▶ Supplied passage
━━━━━━━━

Retrieve most-recent-n messages from kafka topic

2013-07-19 Thread Shane Moriah
We're running Kafka 0.7 and I'm hitting some issues trying to access the
newest n messages in a topic (or at least in a broker/partition combo) and
wondering if my use case just isn't supported or if I'm missing something.
 What I'd like to be able to do is get the most recent offset from a
broker/partition combo, subtract an amount of bytes roughly equivalent to
messages_desired*bytes_per_message and then issue a FetchRequest with that
offset and amount of bytes.

I gathered from this
post
that
I need to use the Simple Consumer in order to do offset manipulation beyond
the start from beginning and start from end options.  And I saw from this
post
that
the offsets returned by getOffsetsBefore are really only the major
checkpoints when files are rolled over, every 500MB by default.  I also
found that if I take an offset returned from getOffsetsBefore and subtract
a fixed value, say 100KB, and submit that offset with a FetchRequest I get
a kafka.common.InvalidMessageSizeException, presumably since my computed
offset didn't align with a real message offset.

As far as I can tell, this leaves me only able to find the most recent
milestone offset, perhaps up to 500MB behind current data, and extract a
batch from that point forward. Is there any other way that I'm missing
here? The two things that seem to be lacking are access to the most recent
offset and the ability to rollback from that offset by a fixed amount of
bytes or messages without triggering the InvalidMessageSizeException.

Thanks,
Shane

━━━━━━━━

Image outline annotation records

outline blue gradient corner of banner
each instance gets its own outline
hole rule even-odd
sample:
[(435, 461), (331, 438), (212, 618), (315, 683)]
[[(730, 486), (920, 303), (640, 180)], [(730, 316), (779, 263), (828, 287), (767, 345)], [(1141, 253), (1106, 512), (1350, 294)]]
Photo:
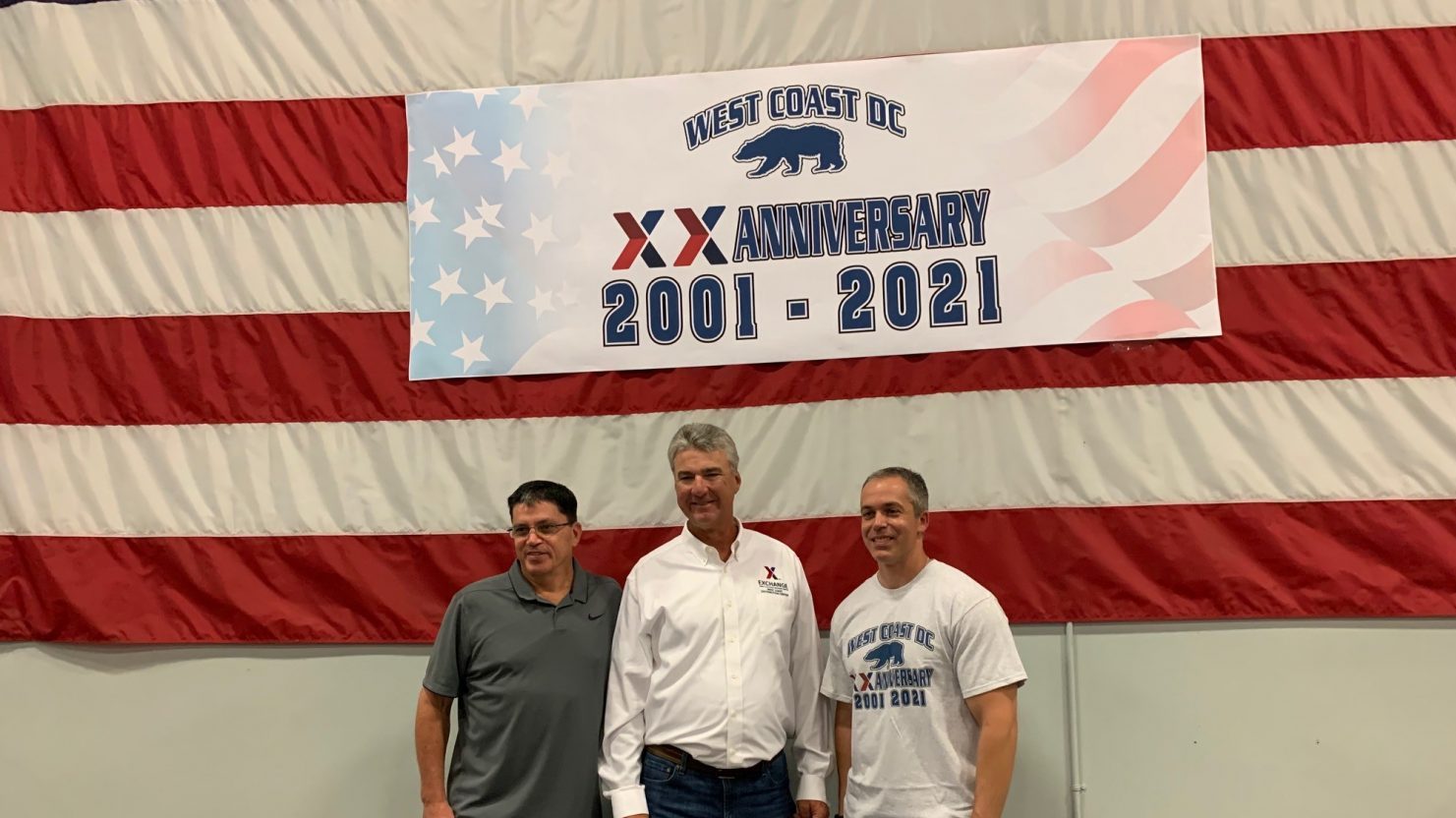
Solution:
[(549, 263), (569, 233), (553, 215), (569, 188), (566, 111), (501, 87), (411, 95), (406, 114), (409, 377), (508, 373), (561, 320), (561, 294), (515, 259)]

━━━━━━━━

▶ Set exercise 1
From the Kafka forum thread, print the passage starting with "As far as I" and going on through "triggering the InvalidMessageSizeException.".
▶ Set exercise 2
Translate this sentence from the Kafka forum thread into Spanish: "The two things that seem to be lacking are access to the most recent offset and the ability to rollback from that offset by a fixed amount of bytes or messages without triggering the InvalidMessageSizeException."

▶ Solution 1
As far as I can tell, this leaves me only able to find the most recent
milestone offset, perhaps up to 500MB behind current data, and extract a
batch from that point forward. Is there any other way that I'm missing
here? The two things that seem to be lacking are access to the most recent
offset and the ability to rollback from that offset by a fixed amount of
bytes or messages without triggering the InvalidMessageSizeException.

▶ Solution 2
Las dos cosas que parecen faltar son el acceso al offset más reciente y la posibilidad de retroceder desde ese offset una cantidad fija de bytes o mensajes sin provocar la InvalidMessageSizeException.